== The task ==
Count the lines in the rows below that contain the string "doorway", and reply with the number alone.

== Dataset content ==
--
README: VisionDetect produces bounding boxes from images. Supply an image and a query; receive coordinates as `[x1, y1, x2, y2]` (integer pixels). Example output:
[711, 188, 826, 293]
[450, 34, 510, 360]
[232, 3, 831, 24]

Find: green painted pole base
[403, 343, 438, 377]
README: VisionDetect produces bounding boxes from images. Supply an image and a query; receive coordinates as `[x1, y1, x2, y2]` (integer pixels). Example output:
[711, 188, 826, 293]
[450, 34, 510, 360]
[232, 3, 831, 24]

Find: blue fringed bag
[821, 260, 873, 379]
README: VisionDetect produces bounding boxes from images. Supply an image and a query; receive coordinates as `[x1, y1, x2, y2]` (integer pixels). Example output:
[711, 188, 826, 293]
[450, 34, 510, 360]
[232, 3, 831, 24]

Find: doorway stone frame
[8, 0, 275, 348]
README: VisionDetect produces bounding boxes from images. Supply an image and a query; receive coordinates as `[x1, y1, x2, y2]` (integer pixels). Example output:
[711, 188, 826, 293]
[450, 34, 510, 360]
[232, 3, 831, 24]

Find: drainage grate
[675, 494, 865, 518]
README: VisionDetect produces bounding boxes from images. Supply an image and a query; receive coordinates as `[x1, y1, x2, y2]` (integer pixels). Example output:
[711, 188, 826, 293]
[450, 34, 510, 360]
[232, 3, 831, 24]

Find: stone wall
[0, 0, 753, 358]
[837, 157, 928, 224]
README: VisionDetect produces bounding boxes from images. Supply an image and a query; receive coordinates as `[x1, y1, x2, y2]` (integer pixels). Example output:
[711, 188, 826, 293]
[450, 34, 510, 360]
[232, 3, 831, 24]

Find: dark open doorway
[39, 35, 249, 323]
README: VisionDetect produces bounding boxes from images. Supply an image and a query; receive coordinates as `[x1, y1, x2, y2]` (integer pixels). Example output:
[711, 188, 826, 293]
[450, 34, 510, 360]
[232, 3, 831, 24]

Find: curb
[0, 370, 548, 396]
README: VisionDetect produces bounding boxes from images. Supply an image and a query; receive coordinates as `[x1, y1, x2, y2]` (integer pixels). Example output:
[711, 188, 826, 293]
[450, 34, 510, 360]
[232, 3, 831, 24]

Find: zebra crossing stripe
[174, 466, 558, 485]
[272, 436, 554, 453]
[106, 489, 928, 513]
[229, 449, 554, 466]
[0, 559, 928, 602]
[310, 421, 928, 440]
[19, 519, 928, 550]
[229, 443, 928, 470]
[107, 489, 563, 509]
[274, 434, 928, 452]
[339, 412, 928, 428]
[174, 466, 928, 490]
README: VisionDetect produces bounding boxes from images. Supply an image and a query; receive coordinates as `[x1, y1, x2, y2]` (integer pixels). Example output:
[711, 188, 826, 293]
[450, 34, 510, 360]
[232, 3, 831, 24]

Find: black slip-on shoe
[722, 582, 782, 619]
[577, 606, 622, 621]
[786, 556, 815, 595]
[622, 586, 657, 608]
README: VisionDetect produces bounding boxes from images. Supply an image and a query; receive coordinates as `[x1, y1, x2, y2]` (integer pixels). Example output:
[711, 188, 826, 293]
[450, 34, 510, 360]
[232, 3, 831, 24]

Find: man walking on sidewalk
--
== Solved exercise ==
2